WORK TO BE COMPLETED: Copy each of the following records word for word.

***** DATA FOR THIS TASK *****

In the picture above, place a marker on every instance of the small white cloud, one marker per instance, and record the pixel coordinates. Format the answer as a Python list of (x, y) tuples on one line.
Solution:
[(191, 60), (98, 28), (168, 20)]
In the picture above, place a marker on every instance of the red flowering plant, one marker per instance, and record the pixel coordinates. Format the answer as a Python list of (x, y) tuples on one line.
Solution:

*****

WRITTEN ANSWER:
In the picture above, place a marker on every instance of the small white cloud, one marker per instance, and record the pixel coordinates. Format the answer as a Python list of (x, y) tuples on one line.
Solution:
[(191, 60), (98, 28), (168, 20)]
In the picture above, place a marker on every instance of the red flowering plant, one marker per instance, and record the pixel coordinates. Format the answer as a Python list of (x, y) tuples on one line.
Solution:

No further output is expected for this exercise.